THE DATA:

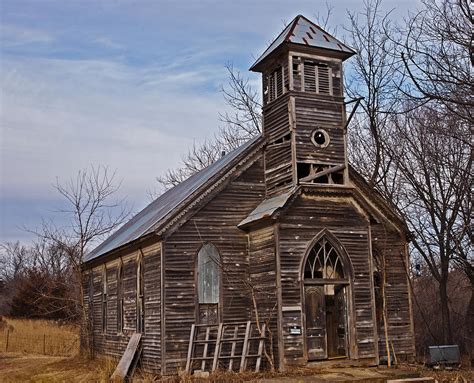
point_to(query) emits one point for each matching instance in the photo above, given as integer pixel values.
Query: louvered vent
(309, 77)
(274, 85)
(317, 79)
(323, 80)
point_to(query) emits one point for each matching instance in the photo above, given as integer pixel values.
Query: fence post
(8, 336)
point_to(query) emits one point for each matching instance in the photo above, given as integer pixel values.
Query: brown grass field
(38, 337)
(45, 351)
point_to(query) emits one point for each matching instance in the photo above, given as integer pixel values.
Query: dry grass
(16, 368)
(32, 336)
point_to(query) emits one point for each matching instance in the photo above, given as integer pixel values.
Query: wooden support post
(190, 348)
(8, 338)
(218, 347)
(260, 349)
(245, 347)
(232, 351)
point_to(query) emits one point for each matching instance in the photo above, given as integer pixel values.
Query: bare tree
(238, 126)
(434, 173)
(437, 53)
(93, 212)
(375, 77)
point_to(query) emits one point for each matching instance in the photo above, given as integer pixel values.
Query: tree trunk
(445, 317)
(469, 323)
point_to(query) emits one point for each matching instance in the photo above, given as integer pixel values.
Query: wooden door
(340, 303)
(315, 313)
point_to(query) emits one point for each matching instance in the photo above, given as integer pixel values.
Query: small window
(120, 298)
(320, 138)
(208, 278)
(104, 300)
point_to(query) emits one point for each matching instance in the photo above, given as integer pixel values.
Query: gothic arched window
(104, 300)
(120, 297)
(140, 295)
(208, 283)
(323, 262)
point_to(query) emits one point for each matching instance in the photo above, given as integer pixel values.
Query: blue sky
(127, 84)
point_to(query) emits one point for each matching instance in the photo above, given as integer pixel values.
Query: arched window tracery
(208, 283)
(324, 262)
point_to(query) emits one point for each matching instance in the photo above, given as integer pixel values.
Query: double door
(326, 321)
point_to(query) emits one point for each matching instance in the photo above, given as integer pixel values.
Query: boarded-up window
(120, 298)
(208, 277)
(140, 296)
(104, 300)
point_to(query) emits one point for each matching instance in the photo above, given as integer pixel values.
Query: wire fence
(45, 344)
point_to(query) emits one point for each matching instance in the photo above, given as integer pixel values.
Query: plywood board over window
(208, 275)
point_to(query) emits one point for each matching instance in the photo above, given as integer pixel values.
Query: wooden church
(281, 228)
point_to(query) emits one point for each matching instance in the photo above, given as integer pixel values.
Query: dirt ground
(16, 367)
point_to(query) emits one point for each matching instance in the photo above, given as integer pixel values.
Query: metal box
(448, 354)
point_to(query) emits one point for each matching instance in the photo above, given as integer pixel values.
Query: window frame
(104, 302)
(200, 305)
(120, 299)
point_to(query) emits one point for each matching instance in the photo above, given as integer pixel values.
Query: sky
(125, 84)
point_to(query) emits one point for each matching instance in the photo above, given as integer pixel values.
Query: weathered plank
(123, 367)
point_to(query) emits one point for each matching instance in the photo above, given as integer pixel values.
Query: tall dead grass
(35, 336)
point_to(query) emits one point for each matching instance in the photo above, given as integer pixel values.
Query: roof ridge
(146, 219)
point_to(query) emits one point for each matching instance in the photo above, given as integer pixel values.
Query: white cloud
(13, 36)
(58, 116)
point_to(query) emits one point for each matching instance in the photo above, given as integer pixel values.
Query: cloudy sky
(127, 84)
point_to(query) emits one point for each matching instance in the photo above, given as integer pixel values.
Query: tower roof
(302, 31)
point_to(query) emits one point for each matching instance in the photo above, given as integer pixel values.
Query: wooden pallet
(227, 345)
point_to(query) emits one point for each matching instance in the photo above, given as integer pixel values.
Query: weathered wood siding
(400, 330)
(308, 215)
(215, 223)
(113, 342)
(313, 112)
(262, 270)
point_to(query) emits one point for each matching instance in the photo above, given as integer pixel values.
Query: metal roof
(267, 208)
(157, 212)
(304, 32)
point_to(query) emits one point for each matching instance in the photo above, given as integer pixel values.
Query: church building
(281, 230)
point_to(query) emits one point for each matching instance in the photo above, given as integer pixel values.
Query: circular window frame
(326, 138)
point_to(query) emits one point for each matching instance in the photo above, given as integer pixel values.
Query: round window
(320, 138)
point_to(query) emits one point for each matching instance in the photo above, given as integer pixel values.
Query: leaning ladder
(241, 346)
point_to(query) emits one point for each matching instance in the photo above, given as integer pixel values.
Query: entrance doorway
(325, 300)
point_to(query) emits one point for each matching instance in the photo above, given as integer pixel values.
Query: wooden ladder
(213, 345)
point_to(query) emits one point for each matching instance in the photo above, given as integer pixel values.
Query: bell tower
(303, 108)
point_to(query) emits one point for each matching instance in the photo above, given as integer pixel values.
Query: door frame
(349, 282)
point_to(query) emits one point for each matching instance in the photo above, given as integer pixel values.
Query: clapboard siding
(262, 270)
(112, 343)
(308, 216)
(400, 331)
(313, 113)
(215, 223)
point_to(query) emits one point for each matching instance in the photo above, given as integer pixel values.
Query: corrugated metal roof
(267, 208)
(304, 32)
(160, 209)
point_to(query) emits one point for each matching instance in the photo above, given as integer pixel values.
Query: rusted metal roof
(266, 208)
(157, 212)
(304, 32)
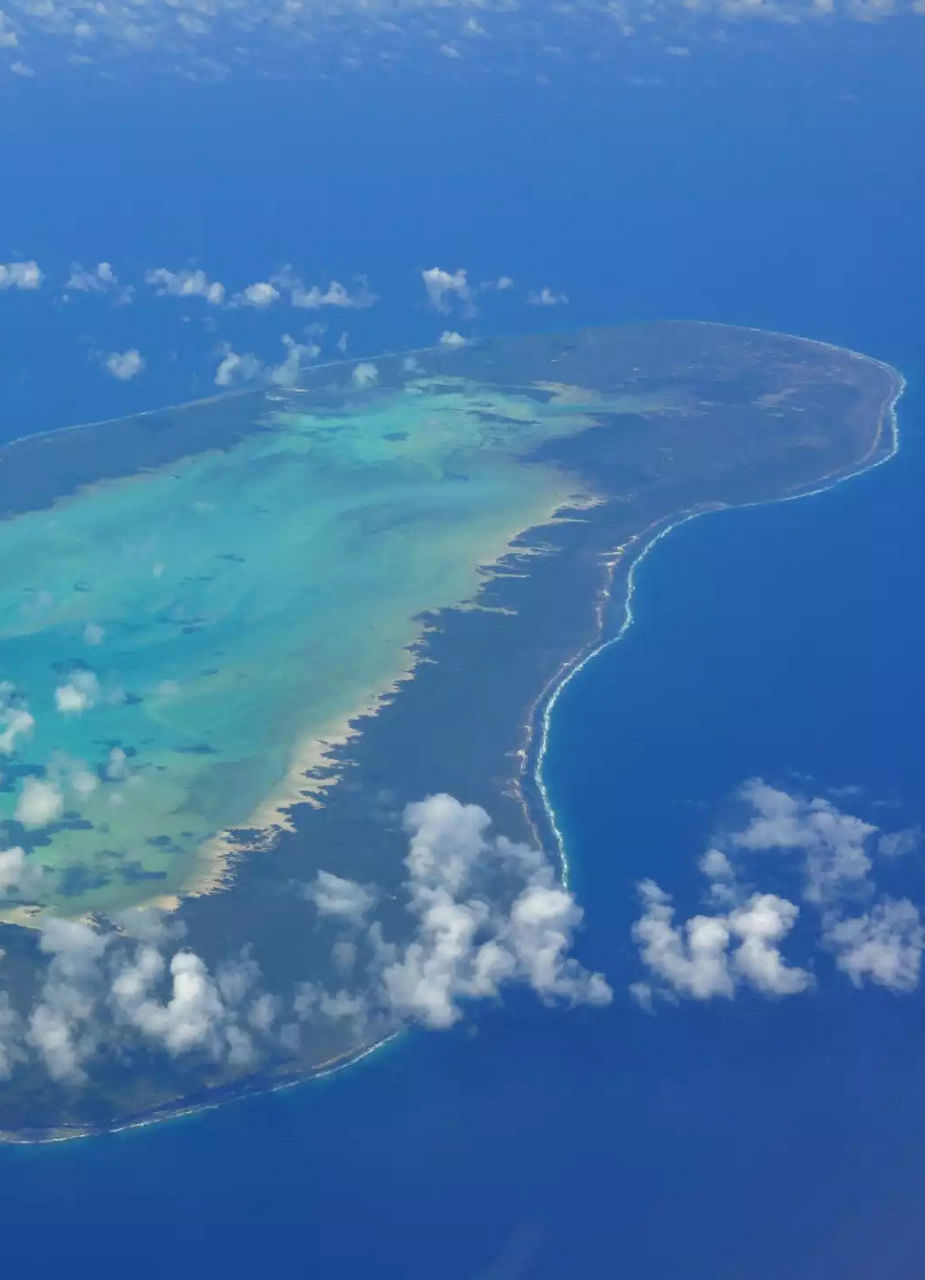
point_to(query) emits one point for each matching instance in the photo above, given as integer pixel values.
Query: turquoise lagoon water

AIM OF THE EXERCISE: Exclude the pictures. Write out the remaining data exactly.

RESULT BELOW:
point_to(query) emits one point for each matching instance in the photo above, given as integer pixel values.
Query: louvered vent
(309, 77)
(274, 85)
(317, 79)
(323, 80)
point_to(query) emits one point for each matching instance in the photo above, given as integer pixel values.
Query: fence post
(8, 336)
point_to(query) emits one point for each matching instance in the photo above, given as integer pixel values.
Query: brown grass field
(38, 337)
(45, 351)
point_to(query) emits one point for each matching instance in the photo above, given as integer pixel values.
Query: dry grass
(16, 368)
(32, 336)
point_to(query) emits one point for each matching instance in the photo above, given as integer pixel values.
Query: wooden support post
(190, 348)
(8, 338)
(218, 347)
(260, 349)
(245, 347)
(232, 351)
point_to(query) emits one point for each matching instance in the photo above, given as integer pixel values.
Query: bare tree
(238, 126)
(434, 173)
(437, 53)
(93, 212)
(375, 77)
point_to(query) emits one point for each matching instance in the photo above, given as integer pixel values.
Query: tree trunk
(445, 317)
(469, 323)
point_to(query) emits one point for each matching instance in the photo above, given as integer pixel values.
Query: wooden door
(340, 303)
(315, 313)
point_to(query) emits one point for each matching instance in the photo above, given as integer pixel values.
Query: small window
(120, 298)
(320, 138)
(208, 278)
(104, 300)
point_to(query) emits one point for each matching instance in the photo above, given as integer pixel values.
Query: gothic arched window
(104, 300)
(120, 297)
(140, 295)
(208, 283)
(323, 262)
point_to(query) emits one point for each matching instance in the photo above, given as integer pixel values.
Query: blue sky
(127, 84)
point_to(query) emits one point for each matching instance in the photo above, given as integer pixel values.
Query: arched window tracery
(208, 283)
(324, 262)
point_to(query) emits one point for each matching instance in the photo above, given as integer pixel values.
Query: double door
(326, 321)
point_to(query) emits one point for each matching instance in the photo above, given as integer pixel values.
Query: boarded-up window
(120, 298)
(208, 277)
(140, 296)
(104, 300)
point_to(query) emits one point for each matching instance in the photo above, given as integer pixel values.
Query: wire fence
(45, 344)
point_to(query) emits one point for each matching instance in the photo above, given as integer pixel values.
Query: plywood board over window
(208, 275)
point_to(query) emits one point for each matching instance in the photo above, given as integer pixel values.
Query: wooden church
(281, 228)
point_to(query) emits one point for each matching instance in the photo above, given as integer pixel values.
Query: dirt ground
(16, 367)
point_to(query) emits one point for each matching instance in the photo above, given as integer pixel values.
Query: metal box
(448, 354)
point_to(query) emits one point for each matching instance in the photo above, given as integer pixel values.
Query: window frame
(104, 302)
(200, 305)
(120, 299)
point_to(query) emits one point for each matching instance in the photo above, given as integer pixel values.
Query: sky
(125, 84)
point_to(query) emits one point for each matching instance in the photo above, given as integer pixel values.
Query: weathered plank
(123, 367)
point_to(query) emits one point for each matching instance in the photo above, given as integer pixel values.
Query: tall dead grass
(35, 336)
point_to(query) emits one point for each matching instance in the photo above, given as integer pixel values.
Query: roof ridge
(146, 219)
point_to(query) emits one point for each matching instance in the photo above, given as integer pixel values.
Query: white cloud
(13, 36)
(58, 116)
point_to(query) emits one point for each matching instance in the photo above, given as integer pixel values.
Query: cloudy sky
(127, 84)
point_to(query) emits one point for each matching instance in the photo above, given as integer pixel values.
Query: tower roof
(302, 31)
point_to(query) emits one point for each matching instance in the photo above, given as integer pixel values.
Query: wooden pallet
(227, 345)
point_to(query) emits one point for each matching instance in the photo above, given as integer pixel values.
Query: weathered wood siding
(400, 330)
(308, 215)
(215, 223)
(113, 342)
(313, 112)
(262, 270)
point_to(query) emits one point for each matching instance in the photo above, given as integer pixel values.
Query: metal roof
(267, 208)
(157, 212)
(304, 32)
point_to(query) emits one point for each matching instance in the photo above, given as integer pixel values.
Query: church building
(281, 230)
point_to(query) emits one point for each matching instance in the photo above, given as integer pixel values.
Query: circular window frame
(326, 138)
point_to(query) emits one point for each matching instance in the photo above, given as integer pixel values.
Query: round window
(320, 138)
point_to(query) emits one point for each matching instance in the photo above, given as integer pixel values.
Query: leaning ladder
(241, 346)
point_to(query) emits one point for each matching instance in the photo above, given as integer pixel values.
Query: entrance doorway
(325, 300)
point_to(query) emits one point for each matching instance in the photo above, given as integer pixel values.
Query: wooden ladder
(213, 345)
point_to(query) emits one point for each matching instance in the photo above, given as integer pixel values.
Query: bell tower
(303, 108)
point_to(query) emits one point for each matching instance in the photo above, given as integer pixel values.
Query: door frame
(349, 282)
point_to(query) emits one point for each matching instance in the photo above, given as integer pixel values.
Query: clapboard siding
(262, 270)
(112, 343)
(308, 216)
(400, 331)
(313, 113)
(215, 223)
point_to(query) emits one point for each matching instance in the photo above, given as integer pixel values.
Query: corrugated metal roof
(267, 208)
(304, 32)
(160, 209)
point_to(query) emits one point for each matching instance in the photo above, given as integer pixel values.
Query: rusted metal roof
(266, 208)
(157, 212)
(304, 32)
point_to(query) emits one point for each matching instance in the photo above, given as integer pixel values.
Query: turquoise lagoon water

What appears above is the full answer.